Updated June 15, 2020 - 3:11 pm

UNLV announced Monday that it has launched a center dedicated to scientific research about brain and neurological diseases such as Alzheimer’s and dementia.

The Nevada System of Higher Education’s Board of Regents voted Friday to approve the Chambers-Grundy Center for Transformative Neuroscience.

The center “will advance the science of brain health in tangible ways to transform the lives of millions of people affected by neurodegenerative diseases today and into the future,” Ronald Brown, dean of the School of Integrated Health Sciences, said in a Monday statement.

UNLV received a $6 million pledge from philanthropist Joy Chambers-Grundy and the late Reg Grundy, an Australian entrepreneur and television mogul, for the new center.

The center — part of the university’s department of brain health — will track most Alzheimer’s disease clinical trials throughout the world, UNLV said.

The university submitted a request for approval for the new center in December 2019, according to NSHE Board of Regents meeting materials.

__Work request__: Continue the news report on UNLV's new brain health research center from the point where it stops.

__Extracted entries__:
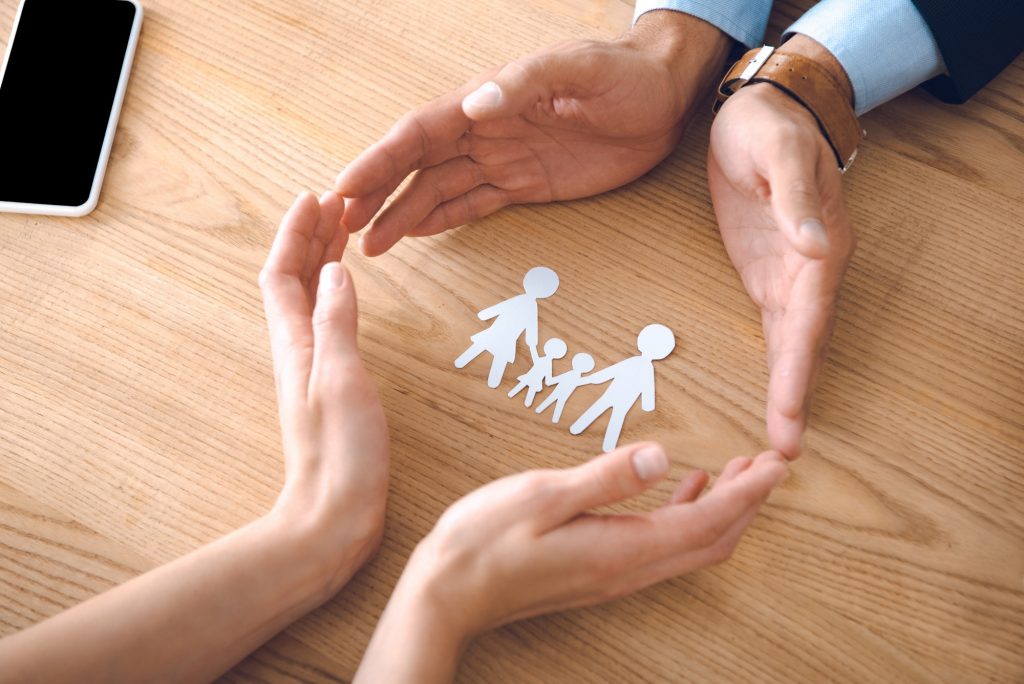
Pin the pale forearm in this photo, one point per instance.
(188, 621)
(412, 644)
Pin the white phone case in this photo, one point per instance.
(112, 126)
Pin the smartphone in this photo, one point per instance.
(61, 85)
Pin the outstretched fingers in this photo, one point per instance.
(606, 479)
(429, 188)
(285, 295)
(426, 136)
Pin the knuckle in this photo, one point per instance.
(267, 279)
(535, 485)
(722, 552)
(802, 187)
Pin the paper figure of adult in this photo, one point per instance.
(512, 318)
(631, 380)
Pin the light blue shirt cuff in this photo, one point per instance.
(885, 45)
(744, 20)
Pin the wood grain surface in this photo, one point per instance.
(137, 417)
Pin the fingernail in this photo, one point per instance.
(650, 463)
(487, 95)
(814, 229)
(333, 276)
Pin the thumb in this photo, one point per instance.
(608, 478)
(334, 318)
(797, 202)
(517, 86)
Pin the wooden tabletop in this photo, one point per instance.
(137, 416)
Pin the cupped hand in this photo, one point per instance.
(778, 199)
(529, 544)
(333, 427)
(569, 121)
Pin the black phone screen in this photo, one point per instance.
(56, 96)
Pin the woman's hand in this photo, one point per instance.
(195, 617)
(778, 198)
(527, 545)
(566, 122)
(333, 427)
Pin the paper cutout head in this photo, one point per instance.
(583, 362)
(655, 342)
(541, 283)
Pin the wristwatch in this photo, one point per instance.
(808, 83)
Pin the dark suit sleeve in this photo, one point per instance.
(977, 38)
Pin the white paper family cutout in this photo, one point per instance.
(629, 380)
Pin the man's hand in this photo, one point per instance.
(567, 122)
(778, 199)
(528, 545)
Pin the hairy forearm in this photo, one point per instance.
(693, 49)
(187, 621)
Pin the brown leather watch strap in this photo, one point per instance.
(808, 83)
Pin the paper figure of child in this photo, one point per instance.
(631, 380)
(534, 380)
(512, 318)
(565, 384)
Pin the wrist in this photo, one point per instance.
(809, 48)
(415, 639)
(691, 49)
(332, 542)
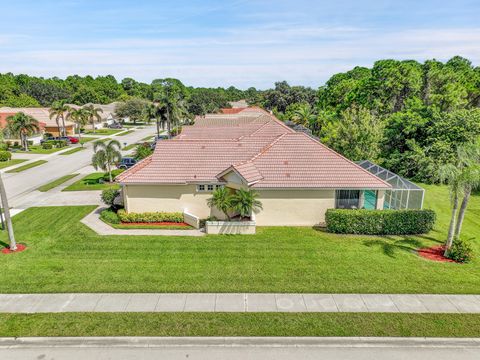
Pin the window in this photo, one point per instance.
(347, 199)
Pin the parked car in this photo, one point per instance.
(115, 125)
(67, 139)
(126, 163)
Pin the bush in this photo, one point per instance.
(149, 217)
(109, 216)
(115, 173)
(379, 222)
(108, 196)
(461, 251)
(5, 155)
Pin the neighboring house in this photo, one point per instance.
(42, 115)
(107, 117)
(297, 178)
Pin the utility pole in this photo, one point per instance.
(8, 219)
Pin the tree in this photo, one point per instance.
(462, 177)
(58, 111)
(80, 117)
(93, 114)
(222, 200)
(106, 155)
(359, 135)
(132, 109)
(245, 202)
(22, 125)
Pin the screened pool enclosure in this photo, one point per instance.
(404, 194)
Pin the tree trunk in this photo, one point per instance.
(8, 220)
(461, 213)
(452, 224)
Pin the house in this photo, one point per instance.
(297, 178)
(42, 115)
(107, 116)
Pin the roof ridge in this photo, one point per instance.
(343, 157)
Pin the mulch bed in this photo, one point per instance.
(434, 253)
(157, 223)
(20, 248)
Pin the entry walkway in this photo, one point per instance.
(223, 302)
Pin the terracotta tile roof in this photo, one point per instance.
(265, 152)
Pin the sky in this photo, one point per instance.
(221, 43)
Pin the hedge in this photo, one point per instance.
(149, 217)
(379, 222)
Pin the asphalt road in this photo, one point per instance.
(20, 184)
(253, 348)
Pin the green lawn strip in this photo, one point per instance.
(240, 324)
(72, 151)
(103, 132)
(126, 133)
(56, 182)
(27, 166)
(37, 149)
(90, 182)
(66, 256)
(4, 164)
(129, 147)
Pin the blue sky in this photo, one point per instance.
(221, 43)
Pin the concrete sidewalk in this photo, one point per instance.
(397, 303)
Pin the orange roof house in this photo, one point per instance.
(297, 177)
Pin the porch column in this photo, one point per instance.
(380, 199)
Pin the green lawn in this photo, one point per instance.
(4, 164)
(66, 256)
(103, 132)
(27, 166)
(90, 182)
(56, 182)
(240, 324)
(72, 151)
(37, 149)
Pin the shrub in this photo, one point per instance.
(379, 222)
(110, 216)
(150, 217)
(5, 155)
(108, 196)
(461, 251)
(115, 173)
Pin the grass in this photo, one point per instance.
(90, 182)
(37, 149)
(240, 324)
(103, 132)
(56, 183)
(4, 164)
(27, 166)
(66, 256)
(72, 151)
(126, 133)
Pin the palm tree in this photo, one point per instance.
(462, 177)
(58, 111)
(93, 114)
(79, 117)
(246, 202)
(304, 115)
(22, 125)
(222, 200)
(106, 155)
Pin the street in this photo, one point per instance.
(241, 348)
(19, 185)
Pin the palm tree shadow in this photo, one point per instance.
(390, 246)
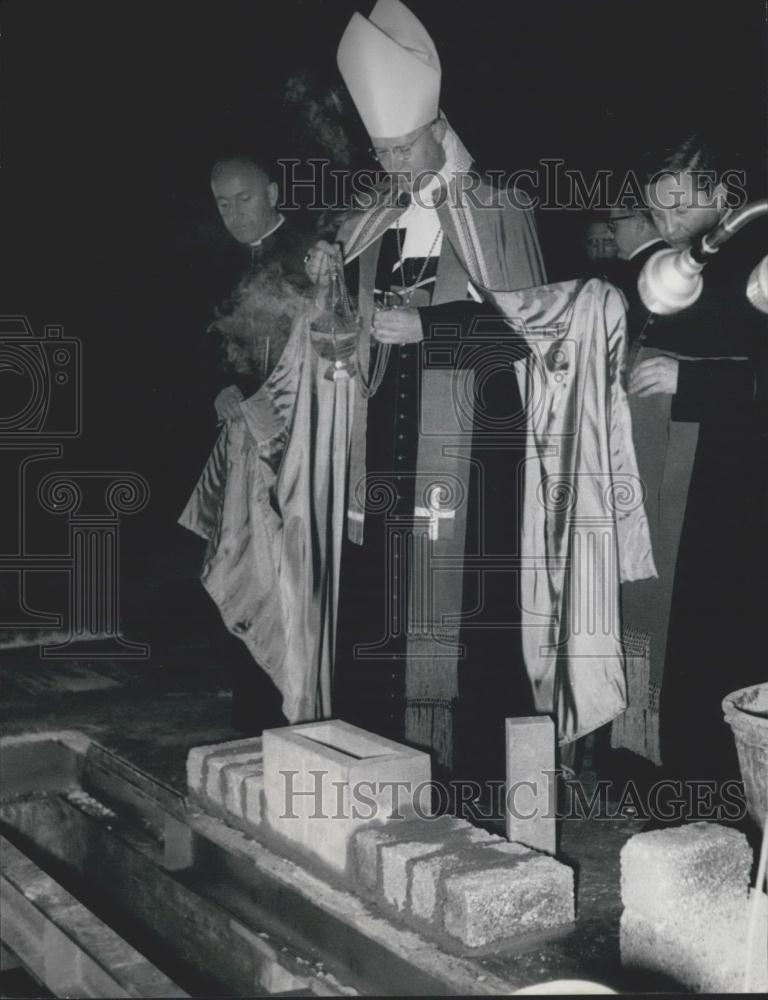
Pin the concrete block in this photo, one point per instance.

__Response to this task__:
UNLV research professor Dr. Jeffrey Cummings will lead the center. He was previously founding director of the Cleveland Clinic Lou Ruvo Center for Brain Health in Las Vegas and Mary S. Easton Center for Alzheimer’s Disease Research at UCLA.

“The Chambers-Grundy Center for Transformative Neuroscience will allow our programs at UNLV to be in the forefront of learning how to get more and better treatments to patients faster,” Cummings said in a statement. “We are building the foundation for cures.”

UNLV’s School of Integrated Health Sciences launched the department of brain health in 2019.